+++ DATA FOR PROCESSING +++
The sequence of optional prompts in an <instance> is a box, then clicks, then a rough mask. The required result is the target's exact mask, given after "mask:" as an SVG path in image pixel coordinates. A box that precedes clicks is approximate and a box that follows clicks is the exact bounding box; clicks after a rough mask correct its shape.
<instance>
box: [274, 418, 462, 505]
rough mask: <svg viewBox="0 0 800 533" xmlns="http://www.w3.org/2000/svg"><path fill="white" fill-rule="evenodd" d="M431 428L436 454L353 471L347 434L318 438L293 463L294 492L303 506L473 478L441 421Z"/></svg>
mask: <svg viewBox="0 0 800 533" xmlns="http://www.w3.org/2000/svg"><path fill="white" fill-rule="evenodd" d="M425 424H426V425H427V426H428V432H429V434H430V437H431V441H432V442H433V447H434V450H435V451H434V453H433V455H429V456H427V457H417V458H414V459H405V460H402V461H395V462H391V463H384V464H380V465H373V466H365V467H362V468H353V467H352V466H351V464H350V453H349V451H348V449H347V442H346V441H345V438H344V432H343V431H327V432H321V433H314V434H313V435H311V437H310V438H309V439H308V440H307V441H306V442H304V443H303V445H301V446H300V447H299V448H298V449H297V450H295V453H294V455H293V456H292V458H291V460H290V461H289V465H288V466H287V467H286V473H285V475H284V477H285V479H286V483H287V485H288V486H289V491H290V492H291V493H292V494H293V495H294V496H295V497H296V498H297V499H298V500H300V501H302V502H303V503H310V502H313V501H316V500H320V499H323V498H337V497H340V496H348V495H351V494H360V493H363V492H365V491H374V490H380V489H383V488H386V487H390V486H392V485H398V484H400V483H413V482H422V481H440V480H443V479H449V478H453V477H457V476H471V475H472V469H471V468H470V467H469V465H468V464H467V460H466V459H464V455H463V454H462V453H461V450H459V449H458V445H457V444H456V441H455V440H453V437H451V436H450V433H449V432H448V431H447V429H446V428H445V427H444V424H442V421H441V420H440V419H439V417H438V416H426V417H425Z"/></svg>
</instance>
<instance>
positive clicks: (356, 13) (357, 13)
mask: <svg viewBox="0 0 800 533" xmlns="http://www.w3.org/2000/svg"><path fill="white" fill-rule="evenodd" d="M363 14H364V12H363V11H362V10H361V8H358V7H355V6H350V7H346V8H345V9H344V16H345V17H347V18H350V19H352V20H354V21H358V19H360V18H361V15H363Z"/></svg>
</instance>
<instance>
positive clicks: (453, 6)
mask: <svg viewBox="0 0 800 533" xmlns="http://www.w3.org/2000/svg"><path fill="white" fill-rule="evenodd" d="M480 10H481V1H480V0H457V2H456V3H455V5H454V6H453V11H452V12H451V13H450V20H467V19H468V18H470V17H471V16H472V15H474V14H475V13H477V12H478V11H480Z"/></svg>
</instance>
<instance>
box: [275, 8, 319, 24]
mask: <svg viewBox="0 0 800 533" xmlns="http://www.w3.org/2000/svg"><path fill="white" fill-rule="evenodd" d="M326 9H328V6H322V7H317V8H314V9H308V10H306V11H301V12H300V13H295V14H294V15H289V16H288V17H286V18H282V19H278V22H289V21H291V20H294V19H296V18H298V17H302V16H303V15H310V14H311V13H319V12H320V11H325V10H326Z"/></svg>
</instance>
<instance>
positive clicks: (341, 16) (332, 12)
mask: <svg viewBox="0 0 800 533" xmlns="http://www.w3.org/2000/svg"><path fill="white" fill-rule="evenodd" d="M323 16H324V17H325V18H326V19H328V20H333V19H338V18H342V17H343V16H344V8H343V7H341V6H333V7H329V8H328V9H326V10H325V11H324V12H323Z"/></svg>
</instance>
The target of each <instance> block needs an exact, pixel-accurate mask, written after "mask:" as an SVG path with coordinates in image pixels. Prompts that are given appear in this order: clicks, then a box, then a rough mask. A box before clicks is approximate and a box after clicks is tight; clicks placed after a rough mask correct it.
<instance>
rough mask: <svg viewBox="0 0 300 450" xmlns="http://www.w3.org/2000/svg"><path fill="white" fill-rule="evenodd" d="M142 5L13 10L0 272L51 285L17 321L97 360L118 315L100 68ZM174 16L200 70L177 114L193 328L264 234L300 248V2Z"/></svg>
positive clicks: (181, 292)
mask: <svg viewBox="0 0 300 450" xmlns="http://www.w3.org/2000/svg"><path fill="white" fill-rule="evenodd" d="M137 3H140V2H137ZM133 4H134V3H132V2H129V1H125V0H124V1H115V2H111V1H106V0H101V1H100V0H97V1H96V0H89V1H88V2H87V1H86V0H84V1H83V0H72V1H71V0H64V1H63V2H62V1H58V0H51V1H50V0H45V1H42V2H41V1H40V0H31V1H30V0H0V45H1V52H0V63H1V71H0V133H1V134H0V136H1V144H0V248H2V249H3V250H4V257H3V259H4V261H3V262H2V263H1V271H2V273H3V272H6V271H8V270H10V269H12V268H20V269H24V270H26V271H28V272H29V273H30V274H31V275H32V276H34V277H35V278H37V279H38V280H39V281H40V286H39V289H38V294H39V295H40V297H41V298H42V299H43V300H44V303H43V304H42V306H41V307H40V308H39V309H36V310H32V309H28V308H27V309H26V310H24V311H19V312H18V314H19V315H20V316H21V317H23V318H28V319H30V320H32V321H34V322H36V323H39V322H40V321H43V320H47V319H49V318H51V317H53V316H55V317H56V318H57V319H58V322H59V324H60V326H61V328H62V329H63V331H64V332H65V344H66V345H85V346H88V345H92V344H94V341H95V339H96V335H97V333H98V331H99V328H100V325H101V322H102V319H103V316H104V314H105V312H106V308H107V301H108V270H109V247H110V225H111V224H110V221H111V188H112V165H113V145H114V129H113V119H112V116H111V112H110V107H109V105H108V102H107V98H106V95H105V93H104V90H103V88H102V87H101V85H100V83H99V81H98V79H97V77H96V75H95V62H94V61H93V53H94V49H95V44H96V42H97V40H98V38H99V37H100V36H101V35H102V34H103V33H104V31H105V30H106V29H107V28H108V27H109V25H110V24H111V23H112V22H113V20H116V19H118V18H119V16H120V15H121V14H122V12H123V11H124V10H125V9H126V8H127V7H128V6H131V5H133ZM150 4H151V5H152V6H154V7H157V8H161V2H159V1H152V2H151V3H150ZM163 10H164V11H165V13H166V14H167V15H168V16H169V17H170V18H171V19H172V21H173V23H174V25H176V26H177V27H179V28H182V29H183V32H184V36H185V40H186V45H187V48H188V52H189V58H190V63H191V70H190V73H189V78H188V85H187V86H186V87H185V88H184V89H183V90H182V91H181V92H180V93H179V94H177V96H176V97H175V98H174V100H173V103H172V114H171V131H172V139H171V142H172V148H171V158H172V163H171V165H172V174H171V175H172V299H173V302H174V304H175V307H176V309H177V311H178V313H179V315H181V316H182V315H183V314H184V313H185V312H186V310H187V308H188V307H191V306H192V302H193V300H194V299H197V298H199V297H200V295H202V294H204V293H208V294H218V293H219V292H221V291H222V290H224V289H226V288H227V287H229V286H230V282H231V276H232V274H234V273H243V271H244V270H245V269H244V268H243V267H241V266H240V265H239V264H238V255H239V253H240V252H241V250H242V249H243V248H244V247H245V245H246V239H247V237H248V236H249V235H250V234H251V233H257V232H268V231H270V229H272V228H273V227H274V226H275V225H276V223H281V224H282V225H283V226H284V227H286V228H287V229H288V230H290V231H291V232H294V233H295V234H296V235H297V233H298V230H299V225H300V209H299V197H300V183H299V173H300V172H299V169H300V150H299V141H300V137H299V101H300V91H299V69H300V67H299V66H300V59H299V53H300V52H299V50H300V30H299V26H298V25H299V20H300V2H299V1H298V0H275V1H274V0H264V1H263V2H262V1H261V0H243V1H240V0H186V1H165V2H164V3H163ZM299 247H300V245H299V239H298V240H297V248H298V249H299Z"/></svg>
+++
EXERCISE OBJECTIVE — All that belongs in the answer is an exact copy of the lines from the start of the records above through the line with "box: [274, 418, 462, 505]".

SOLUTION FOR THIS PROBLEM —
The sequence of optional prompts in an <instance> is a box, then clicks, then a rough mask. The required result is the target's exact mask, given after "mask:" as an SVG path in image pixel coordinates. A box that precedes clicks is approximate and a box that follows clicks is the exact bounding box; clicks after a rough mask correct its shape.
<instance>
box: [274, 418, 462, 505]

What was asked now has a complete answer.